Notice also that the direction of corruption is exactly what one would predict in a fallen world. Men do not naturally purify truth. They distort it. Romans 1:21-25 explains that humans who knew God did not glorify Him as God but exchanged truth for falsehood and turned to idolatry. That principle helps explain ancient mythmaking. The truth of a real divine judgment became absorbed into religious systems that dishonored the true God. The Bible is not one myth among many. It is the corrective revelation that tells the event as it actually happened.

Jesus and the Apostles Treated Noah as History

The New Testament settles the matter for anyone who accepts Christ’s authority. Jesus Christ did not treat Noah as a symbol borrowed from the literature of the nations. In Matthew 24:37-39, He said the coming of the Son of Man would be like the days of Noah, when people were eating, drinking, marrying, and giving in marriage until the day Noah entered the ark, and they took no note until the Flood came and swept them all away. Christ grounded future judgment in past judgment. That argument works only if the past judgment was real. In Luke 17:26-27, He did the same thing. There is no hint of literary skepticism.

Peter was equally direct. In 1 Peter 3:20, he referred to the patience of God in the days of Noah while the ark was being prepared and said that a few, that is, eight souls, were brought safely through the water. In 2 Peter 2:5, he called Noah a preacher of righteousness. In 2 Peter 3:5-6, he stated that the world of that time suffered destruction when it was deluged with water. Peter even tied the certainty of future judgment to the historical reality of the Flood in 2 Peter 3:7. The argument is clear: Jehovah judged once by water and will judge again by fire. That line of reasoning collapses if the first judgment was only a myth.
+===+
Required task 1 —
Decide whether each statement below agrees with the passage on Noah. Answer yes or no for each and quote the words of the passage that decide it. (a) Jesus compared the coming of the Son of Man to the days of Noah in Matthew 24:37-39. (b) In 2 Peter 2:5, Peter called Noah a prophet of judgment. (c) Seven souls were brought safely through the water.
+===+
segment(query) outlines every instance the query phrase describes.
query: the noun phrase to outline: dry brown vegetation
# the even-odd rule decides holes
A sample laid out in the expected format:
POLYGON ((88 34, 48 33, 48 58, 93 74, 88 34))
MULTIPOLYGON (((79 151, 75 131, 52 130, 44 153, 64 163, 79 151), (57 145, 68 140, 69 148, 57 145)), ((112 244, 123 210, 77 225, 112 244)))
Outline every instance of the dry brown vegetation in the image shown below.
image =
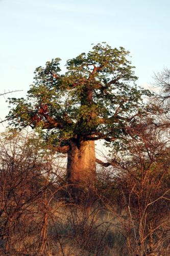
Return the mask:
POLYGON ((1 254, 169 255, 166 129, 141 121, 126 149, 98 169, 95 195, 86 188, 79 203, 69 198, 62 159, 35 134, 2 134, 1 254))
+===+
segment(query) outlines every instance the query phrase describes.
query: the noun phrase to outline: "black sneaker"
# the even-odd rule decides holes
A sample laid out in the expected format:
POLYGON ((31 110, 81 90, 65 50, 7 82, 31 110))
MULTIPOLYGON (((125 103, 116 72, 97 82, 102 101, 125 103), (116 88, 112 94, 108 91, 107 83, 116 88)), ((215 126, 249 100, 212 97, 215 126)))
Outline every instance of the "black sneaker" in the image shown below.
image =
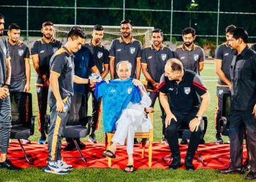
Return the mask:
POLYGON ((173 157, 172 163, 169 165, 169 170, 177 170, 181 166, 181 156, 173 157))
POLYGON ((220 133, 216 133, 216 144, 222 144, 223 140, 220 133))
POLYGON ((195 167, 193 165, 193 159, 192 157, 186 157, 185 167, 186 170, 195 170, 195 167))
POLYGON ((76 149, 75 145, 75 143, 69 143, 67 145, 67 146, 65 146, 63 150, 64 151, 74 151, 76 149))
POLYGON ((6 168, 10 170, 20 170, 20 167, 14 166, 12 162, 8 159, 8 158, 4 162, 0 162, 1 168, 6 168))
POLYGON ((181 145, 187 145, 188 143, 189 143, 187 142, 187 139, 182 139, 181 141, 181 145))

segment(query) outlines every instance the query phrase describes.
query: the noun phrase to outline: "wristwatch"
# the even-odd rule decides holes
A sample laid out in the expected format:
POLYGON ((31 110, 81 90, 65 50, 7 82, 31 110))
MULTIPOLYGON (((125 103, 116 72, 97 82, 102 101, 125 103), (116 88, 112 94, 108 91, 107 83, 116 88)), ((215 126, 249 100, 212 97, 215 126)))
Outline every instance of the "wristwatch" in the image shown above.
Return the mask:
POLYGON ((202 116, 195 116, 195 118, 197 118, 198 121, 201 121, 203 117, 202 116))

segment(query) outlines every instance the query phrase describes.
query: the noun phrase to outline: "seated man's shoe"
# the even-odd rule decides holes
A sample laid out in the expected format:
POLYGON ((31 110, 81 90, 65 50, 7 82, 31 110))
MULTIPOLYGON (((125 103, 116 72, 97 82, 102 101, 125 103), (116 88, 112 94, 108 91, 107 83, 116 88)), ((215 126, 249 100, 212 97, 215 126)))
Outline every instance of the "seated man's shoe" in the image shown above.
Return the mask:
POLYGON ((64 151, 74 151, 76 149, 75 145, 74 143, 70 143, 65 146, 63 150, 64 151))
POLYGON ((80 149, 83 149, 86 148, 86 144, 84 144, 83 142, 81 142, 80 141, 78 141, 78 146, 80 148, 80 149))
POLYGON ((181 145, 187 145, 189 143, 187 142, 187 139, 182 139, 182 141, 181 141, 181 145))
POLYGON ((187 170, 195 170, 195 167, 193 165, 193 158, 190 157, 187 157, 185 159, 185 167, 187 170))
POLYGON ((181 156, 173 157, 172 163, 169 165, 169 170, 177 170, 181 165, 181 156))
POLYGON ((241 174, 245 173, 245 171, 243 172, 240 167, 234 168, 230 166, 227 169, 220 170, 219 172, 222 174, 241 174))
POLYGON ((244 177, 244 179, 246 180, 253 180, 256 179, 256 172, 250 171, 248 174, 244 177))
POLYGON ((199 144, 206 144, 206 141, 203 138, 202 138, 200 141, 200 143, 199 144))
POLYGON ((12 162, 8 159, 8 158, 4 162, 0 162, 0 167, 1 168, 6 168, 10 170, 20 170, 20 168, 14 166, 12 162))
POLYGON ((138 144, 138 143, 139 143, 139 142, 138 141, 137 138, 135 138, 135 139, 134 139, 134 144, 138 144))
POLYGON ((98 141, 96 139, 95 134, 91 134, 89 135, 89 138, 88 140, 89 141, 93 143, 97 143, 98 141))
+===+
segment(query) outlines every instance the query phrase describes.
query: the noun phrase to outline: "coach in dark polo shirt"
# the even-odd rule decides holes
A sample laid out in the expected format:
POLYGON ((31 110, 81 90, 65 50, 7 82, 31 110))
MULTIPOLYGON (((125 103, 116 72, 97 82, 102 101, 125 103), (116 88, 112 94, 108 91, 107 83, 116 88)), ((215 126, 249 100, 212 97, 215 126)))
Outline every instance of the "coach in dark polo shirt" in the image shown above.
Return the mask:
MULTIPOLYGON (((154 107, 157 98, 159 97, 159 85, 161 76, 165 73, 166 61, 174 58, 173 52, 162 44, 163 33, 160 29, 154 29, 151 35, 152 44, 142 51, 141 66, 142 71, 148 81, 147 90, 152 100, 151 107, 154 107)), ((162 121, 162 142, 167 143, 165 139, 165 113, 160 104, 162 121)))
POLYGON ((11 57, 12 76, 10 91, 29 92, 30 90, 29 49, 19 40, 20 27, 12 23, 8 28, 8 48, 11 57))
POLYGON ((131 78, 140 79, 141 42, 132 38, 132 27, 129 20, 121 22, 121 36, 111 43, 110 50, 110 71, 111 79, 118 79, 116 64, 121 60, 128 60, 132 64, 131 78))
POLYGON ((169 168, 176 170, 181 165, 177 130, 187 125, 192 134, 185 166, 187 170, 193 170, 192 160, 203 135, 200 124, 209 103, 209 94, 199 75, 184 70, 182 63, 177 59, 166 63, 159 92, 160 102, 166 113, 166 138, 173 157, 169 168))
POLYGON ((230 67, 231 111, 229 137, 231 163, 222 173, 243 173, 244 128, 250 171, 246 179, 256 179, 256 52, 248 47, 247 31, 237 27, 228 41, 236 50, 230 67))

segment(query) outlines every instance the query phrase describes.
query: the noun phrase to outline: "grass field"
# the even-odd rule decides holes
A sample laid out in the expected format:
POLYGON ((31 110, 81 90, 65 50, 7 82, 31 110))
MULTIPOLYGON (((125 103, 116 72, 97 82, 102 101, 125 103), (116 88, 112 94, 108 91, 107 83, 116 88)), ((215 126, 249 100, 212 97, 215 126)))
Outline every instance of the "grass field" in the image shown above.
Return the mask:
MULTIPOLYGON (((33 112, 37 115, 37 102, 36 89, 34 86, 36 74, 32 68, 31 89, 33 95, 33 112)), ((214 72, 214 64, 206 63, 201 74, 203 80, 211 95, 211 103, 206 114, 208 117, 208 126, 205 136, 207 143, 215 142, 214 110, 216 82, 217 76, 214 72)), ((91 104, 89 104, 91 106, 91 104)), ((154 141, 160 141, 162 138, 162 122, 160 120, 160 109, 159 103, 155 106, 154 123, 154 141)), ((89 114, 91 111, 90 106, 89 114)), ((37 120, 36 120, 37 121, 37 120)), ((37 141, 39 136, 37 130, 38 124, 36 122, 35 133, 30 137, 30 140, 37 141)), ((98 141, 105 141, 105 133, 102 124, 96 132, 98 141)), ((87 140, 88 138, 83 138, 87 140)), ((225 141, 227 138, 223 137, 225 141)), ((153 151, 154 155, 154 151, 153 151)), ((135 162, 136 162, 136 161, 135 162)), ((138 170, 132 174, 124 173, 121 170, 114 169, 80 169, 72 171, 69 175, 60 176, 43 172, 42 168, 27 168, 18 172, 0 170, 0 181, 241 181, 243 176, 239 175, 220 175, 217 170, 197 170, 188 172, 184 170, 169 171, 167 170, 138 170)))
+===+
Required task 2 —
List every line of the records that contains the word "coach".

Full solution 1 —
(a) Yes: "In Matthew 24:37-39, He said the coming of the Son of Man would be like the days of Noah"
(b) No: "In 2 Peter 2:5, he called Noah a preacher of righteousness."
(c) No: "a few, that is, eight souls, were brought safely through the water"

Full solution 2 —
query: the noun phrase to outline: "coach in dark polo shirt"
Outline every instance of the "coach in dark polo shirt" in the image shown above.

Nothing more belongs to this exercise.